Review the main points of the lesson with the following.

  1. Define a private good. (A good or service for which each unit produced can be priced and sold to individuals so that each unit benefits the buyer exclusively and those who don’t pay can be excluded from owning/having the good.)
  2. Give some examples of private goods. (apple, shoes, shirt, pencil, desk, theatre ticket)
  3. Define public goods. (A good or service that is consumed collectively by people whether or not they pay for the good. In other words, people share the consumption of public goods and those who don’t pay, can’t be excluded from using the good.)
  4. What is non-exclusion? (the inability to exclude someone who doesn’t pay for a good or service from benefiting from that good or service)
  5. What is shared consumption? (many people benefiting from the consumption of a good or service at the same time)
  6. Give examples of public goods. (national defense, police protection, streetlights, roads)
  7. What is a free rider? (someone who consumes a good or service without paying for it)]
  8. Why aren’t public goods provided in private markets? (Producers can ’t exclude those who don’t pay.)
  9. Who provides public goods? (governments)

> JOBS
a - List every example of a public good that the lesson review gives.
b - Copy out the part of the lesson review that opens with the words containing "5. What is shared" and closes with "protection, streetlights, roads)".
c - Does the lesson review agree with each statement? Answer yes or no for each, quoting the words that decide it. (i) Governments provide public goods. (ii) A free rider pays for the good or service. (iii) A pencil is listed as an example of a public good.
The material has no part in this work.

> DATA RECORDS
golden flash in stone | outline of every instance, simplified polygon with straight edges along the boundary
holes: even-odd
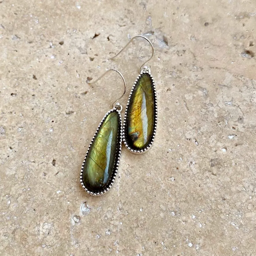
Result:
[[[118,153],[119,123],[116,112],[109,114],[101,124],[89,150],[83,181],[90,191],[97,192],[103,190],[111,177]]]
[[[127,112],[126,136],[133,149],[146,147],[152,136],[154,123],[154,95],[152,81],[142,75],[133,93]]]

* * *

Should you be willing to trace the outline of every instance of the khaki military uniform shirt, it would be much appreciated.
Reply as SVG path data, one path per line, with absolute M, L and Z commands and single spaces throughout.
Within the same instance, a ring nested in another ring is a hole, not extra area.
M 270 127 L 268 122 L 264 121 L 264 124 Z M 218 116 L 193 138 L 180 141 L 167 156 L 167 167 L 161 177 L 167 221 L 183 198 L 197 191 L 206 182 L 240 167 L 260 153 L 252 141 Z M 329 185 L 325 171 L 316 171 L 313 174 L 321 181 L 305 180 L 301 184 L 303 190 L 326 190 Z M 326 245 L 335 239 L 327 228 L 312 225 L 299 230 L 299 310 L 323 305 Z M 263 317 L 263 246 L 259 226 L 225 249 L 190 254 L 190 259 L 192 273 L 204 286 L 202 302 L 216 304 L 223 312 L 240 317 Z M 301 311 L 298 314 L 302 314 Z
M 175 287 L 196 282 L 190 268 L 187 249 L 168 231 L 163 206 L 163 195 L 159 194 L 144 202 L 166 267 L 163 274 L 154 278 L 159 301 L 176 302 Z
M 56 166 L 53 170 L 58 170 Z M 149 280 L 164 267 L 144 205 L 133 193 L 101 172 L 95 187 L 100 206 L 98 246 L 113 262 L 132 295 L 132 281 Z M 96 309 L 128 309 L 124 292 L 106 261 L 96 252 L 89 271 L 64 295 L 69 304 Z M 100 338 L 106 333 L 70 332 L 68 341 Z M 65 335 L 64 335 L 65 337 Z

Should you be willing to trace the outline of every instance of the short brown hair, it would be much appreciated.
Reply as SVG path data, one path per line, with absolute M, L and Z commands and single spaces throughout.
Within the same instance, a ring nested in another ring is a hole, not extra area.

---

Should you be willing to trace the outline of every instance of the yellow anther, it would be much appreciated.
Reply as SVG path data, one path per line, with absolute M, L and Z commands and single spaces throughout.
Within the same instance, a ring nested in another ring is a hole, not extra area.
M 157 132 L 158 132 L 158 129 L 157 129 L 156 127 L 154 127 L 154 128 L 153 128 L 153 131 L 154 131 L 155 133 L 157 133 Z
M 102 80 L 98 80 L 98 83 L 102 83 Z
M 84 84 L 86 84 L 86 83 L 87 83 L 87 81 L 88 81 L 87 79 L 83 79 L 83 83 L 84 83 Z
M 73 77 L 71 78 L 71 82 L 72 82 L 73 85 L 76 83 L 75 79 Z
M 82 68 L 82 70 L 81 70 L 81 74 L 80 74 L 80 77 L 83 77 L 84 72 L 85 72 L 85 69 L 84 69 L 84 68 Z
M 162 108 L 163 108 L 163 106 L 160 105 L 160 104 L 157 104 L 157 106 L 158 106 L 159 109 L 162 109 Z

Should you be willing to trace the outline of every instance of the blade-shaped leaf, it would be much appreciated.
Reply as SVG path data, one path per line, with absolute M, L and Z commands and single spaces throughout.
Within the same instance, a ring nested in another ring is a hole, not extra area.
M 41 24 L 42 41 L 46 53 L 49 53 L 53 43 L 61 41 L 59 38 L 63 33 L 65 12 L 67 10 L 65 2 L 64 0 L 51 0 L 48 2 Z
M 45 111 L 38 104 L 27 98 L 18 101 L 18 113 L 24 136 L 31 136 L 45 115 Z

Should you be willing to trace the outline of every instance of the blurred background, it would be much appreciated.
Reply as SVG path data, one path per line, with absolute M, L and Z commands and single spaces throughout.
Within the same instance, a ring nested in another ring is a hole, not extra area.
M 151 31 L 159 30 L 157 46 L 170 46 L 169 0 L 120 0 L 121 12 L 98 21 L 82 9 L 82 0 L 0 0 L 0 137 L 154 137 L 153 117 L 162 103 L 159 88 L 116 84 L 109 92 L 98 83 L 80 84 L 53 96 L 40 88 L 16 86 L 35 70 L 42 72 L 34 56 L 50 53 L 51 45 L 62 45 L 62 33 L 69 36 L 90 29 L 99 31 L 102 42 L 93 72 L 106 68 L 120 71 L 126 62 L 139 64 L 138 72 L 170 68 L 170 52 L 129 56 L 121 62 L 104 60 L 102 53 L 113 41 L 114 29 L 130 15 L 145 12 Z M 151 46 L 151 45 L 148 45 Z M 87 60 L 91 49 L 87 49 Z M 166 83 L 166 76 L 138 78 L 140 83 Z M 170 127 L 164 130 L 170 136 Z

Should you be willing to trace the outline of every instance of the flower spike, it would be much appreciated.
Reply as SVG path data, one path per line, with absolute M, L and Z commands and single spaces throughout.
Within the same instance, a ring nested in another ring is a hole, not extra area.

> LIST OF SOLUTIONS
a - national defense, police protection, streetlights, roads

b -
5. What is shared consumption? (many people benefiting from the consumption of a good or service at the same time)
  6. Give examples of public goods. (national defense, police protection, streetlights, roads)

c -
(i) Yes: "Who provides public goods? (governments)"
(ii) No: "someone who consumes a good or service without paying for it"
(iii) No: "Give some examples of private goods. (apple, shoes, shirt, pencil, desk, theatre ticket)"